Report how many of the lines below contain the string "black". Reply with the number alone.
- - -
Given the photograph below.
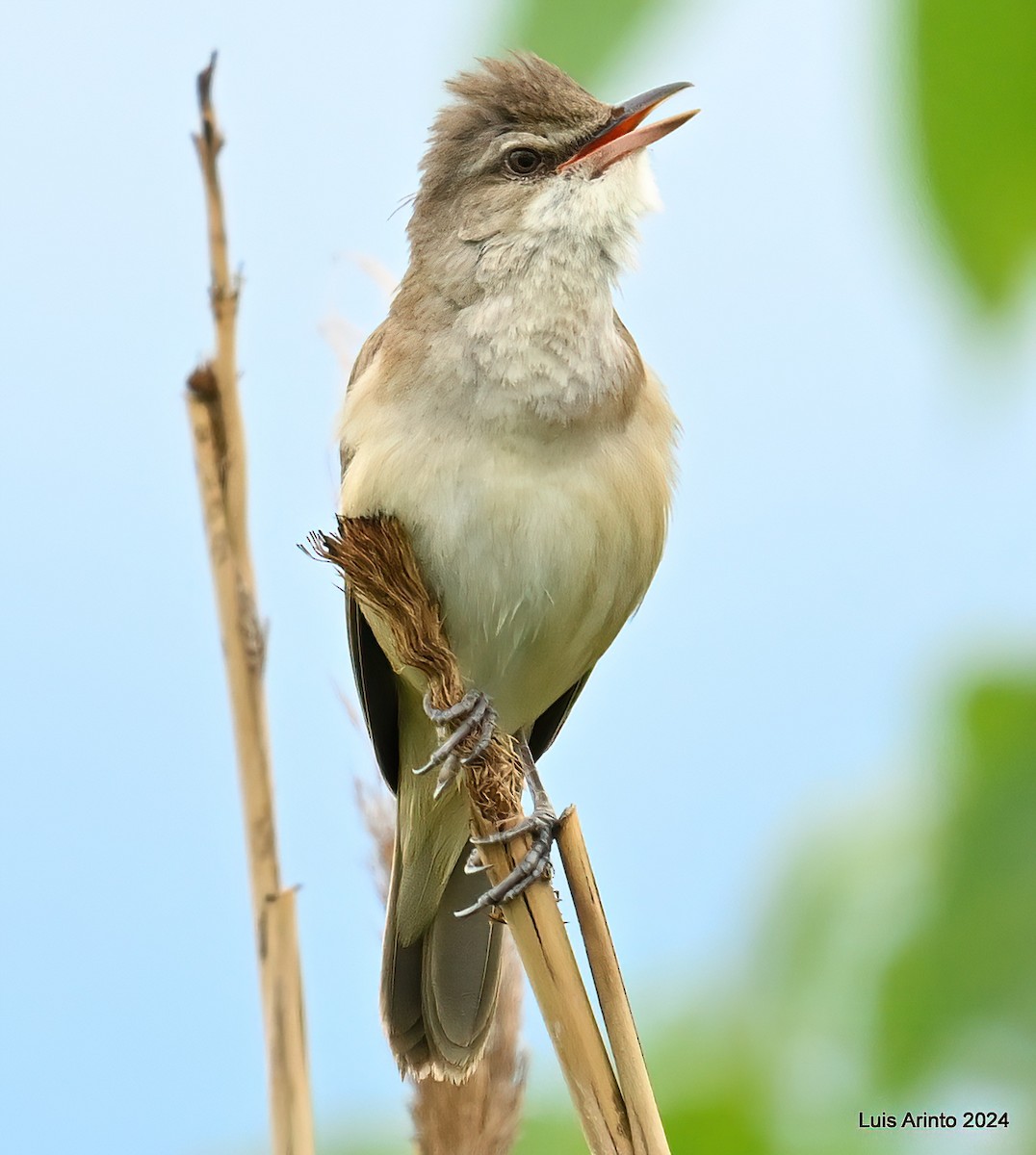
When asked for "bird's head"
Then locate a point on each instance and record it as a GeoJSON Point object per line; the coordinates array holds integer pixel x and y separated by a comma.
{"type": "Point", "coordinates": [526, 155]}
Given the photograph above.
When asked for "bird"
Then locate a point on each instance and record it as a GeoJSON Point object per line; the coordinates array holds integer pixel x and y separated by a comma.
{"type": "Point", "coordinates": [503, 414]}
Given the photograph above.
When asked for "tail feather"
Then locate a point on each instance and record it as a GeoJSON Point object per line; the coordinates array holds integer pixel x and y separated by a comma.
{"type": "Point", "coordinates": [438, 993]}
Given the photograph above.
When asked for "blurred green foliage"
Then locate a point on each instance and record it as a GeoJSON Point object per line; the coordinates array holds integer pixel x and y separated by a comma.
{"type": "Point", "coordinates": [584, 38]}
{"type": "Point", "coordinates": [897, 954]}
{"type": "Point", "coordinates": [972, 66]}
{"type": "Point", "coordinates": [968, 969]}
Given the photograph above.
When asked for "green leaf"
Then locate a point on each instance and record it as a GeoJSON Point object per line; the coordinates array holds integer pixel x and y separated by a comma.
{"type": "Point", "coordinates": [975, 90]}
{"type": "Point", "coordinates": [584, 38]}
{"type": "Point", "coordinates": [966, 976]}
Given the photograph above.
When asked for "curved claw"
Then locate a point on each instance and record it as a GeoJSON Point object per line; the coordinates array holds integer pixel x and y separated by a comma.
{"type": "Point", "coordinates": [476, 713]}
{"type": "Point", "coordinates": [451, 713]}
{"type": "Point", "coordinates": [475, 865]}
{"type": "Point", "coordinates": [533, 865]}
{"type": "Point", "coordinates": [536, 821]}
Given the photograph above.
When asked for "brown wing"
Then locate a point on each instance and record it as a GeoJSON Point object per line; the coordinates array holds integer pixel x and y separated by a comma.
{"type": "Point", "coordinates": [549, 723]}
{"type": "Point", "coordinates": [375, 679]}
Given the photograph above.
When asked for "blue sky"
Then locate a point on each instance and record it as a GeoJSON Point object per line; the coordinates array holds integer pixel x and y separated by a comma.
{"type": "Point", "coordinates": [850, 532]}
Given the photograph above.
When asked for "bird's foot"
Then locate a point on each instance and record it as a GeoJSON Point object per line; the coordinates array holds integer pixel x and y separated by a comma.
{"type": "Point", "coordinates": [472, 715]}
{"type": "Point", "coordinates": [543, 826]}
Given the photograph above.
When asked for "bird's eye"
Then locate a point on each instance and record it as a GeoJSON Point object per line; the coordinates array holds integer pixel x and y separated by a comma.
{"type": "Point", "coordinates": [522, 162]}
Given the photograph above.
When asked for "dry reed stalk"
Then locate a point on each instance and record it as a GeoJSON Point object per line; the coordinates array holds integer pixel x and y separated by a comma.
{"type": "Point", "coordinates": [648, 1133]}
{"type": "Point", "coordinates": [219, 439]}
{"type": "Point", "coordinates": [377, 565]}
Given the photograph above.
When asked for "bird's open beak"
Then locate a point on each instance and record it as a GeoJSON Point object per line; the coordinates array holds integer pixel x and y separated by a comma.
{"type": "Point", "coordinates": [624, 133]}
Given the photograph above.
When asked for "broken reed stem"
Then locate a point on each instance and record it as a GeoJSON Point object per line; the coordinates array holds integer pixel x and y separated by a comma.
{"type": "Point", "coordinates": [381, 573]}
{"type": "Point", "coordinates": [648, 1133]}
{"type": "Point", "coordinates": [220, 457]}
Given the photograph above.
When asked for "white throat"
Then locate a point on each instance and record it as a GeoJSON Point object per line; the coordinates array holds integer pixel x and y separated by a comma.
{"type": "Point", "coordinates": [540, 341]}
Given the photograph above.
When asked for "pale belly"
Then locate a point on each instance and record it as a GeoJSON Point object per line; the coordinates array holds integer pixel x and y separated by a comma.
{"type": "Point", "coordinates": [537, 552]}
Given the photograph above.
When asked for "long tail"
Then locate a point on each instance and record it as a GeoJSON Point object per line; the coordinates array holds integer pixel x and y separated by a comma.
{"type": "Point", "coordinates": [439, 991]}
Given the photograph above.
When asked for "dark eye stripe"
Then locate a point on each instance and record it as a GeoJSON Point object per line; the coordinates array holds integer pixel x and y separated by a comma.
{"type": "Point", "coordinates": [523, 162]}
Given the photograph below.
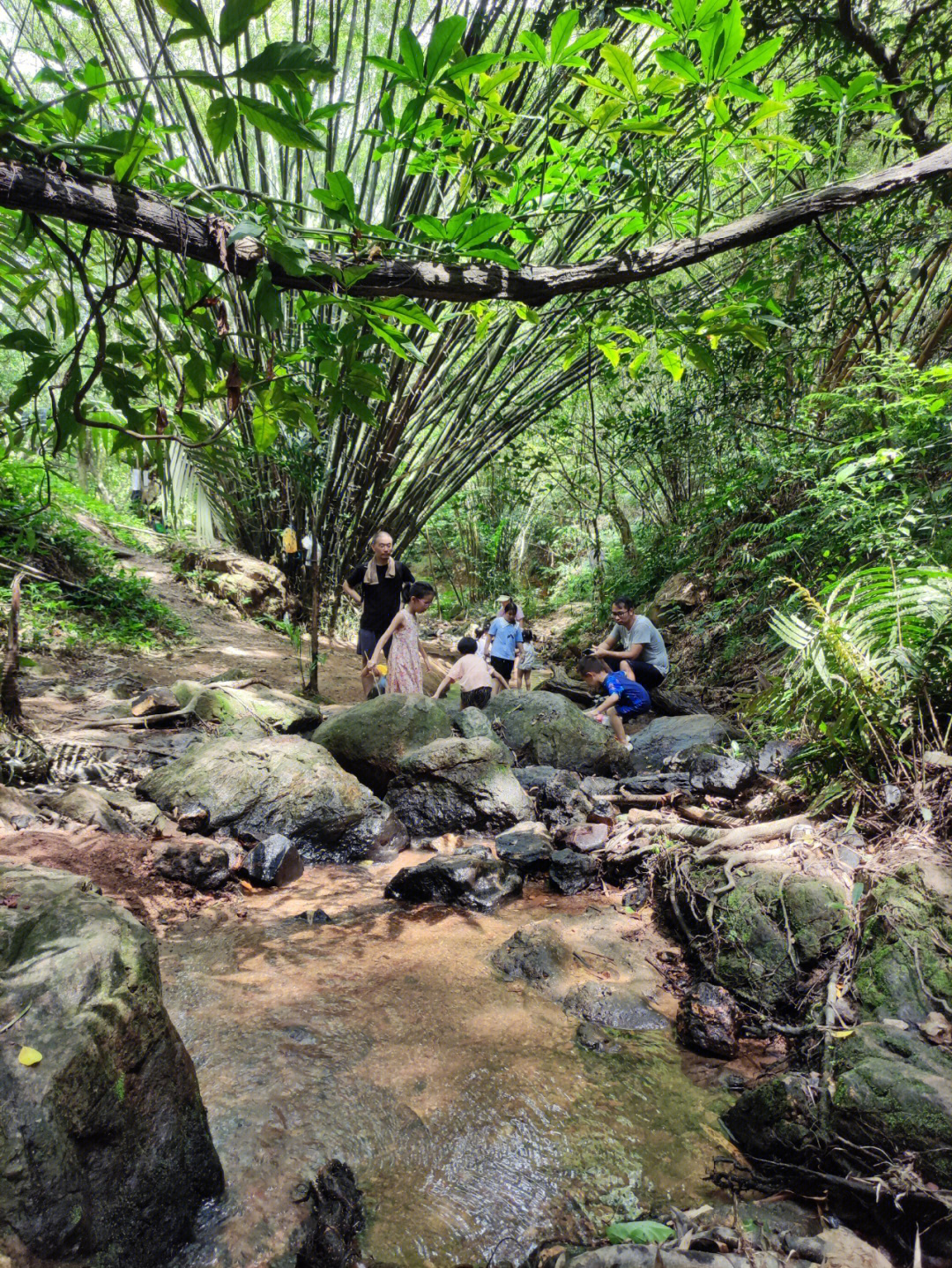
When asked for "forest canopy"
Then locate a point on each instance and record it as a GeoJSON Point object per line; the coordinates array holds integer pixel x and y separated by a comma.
{"type": "Point", "coordinates": [480, 139]}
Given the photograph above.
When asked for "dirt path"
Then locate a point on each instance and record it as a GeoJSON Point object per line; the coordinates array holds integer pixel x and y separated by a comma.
{"type": "Point", "coordinates": [63, 694]}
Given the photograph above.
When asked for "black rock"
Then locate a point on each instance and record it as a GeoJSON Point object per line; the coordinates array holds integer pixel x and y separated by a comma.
{"type": "Point", "coordinates": [527, 847]}
{"type": "Point", "coordinates": [708, 1021]}
{"type": "Point", "coordinates": [620, 1006]}
{"type": "Point", "coordinates": [274, 861]}
{"type": "Point", "coordinates": [466, 880]}
{"type": "Point", "coordinates": [569, 873]}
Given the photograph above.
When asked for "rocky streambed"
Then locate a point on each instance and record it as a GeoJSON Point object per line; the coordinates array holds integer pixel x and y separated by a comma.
{"type": "Point", "coordinates": [485, 1030]}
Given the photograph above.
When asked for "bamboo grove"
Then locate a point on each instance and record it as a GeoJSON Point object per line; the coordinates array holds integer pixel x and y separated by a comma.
{"type": "Point", "coordinates": [495, 135]}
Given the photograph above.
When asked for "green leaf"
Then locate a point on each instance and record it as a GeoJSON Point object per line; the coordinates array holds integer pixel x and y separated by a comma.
{"type": "Point", "coordinates": [220, 123]}
{"type": "Point", "coordinates": [278, 124]}
{"type": "Point", "coordinates": [534, 45]}
{"type": "Point", "coordinates": [672, 362]}
{"type": "Point", "coordinates": [562, 32]}
{"type": "Point", "coordinates": [755, 57]}
{"type": "Point", "coordinates": [430, 226]}
{"type": "Point", "coordinates": [482, 229]}
{"type": "Point", "coordinates": [619, 63]}
{"type": "Point", "coordinates": [264, 424]}
{"type": "Point", "coordinates": [677, 63]}
{"type": "Point", "coordinates": [443, 45]}
{"type": "Point", "coordinates": [645, 18]}
{"type": "Point", "coordinates": [642, 1233]}
{"type": "Point", "coordinates": [189, 13]}
{"type": "Point", "coordinates": [69, 312]}
{"type": "Point", "coordinates": [413, 55]}
{"type": "Point", "coordinates": [286, 60]}
{"type": "Point", "coordinates": [237, 15]}
{"type": "Point", "coordinates": [474, 65]}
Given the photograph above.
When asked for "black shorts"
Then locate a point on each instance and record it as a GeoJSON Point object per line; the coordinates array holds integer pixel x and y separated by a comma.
{"type": "Point", "coordinates": [647, 675]}
{"type": "Point", "coordinates": [478, 699]}
{"type": "Point", "coordinates": [502, 666]}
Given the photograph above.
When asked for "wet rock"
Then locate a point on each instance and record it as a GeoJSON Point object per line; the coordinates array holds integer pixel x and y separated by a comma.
{"type": "Point", "coordinates": [558, 795]}
{"type": "Point", "coordinates": [527, 847]}
{"type": "Point", "coordinates": [370, 738]}
{"type": "Point", "coordinates": [281, 784]}
{"type": "Point", "coordinates": [720, 773]}
{"type": "Point", "coordinates": [86, 804]}
{"type": "Point", "coordinates": [620, 1006]}
{"type": "Point", "coordinates": [288, 714]}
{"type": "Point", "coordinates": [665, 737]}
{"type": "Point", "coordinates": [584, 837]}
{"type": "Point", "coordinates": [379, 836]}
{"type": "Point", "coordinates": [455, 784]}
{"type": "Point", "coordinates": [193, 817]}
{"type": "Point", "coordinates": [199, 863]}
{"type": "Point", "coordinates": [569, 873]}
{"type": "Point", "coordinates": [469, 880]}
{"type": "Point", "coordinates": [708, 1021]}
{"type": "Point", "coordinates": [104, 1145]}
{"type": "Point", "coordinates": [535, 954]}
{"type": "Point", "coordinates": [274, 861]}
{"type": "Point", "coordinates": [471, 723]}
{"type": "Point", "coordinates": [336, 1220]}
{"type": "Point", "coordinates": [547, 729]}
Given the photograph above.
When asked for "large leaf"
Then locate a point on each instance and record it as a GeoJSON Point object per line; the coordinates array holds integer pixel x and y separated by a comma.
{"type": "Point", "coordinates": [189, 13]}
{"type": "Point", "coordinates": [286, 58]}
{"type": "Point", "coordinates": [272, 121]}
{"type": "Point", "coordinates": [220, 122]}
{"type": "Point", "coordinates": [237, 15]}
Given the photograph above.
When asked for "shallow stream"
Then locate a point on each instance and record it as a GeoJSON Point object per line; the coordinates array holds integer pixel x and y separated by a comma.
{"type": "Point", "coordinates": [471, 1115]}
- - -
→ **The result**
2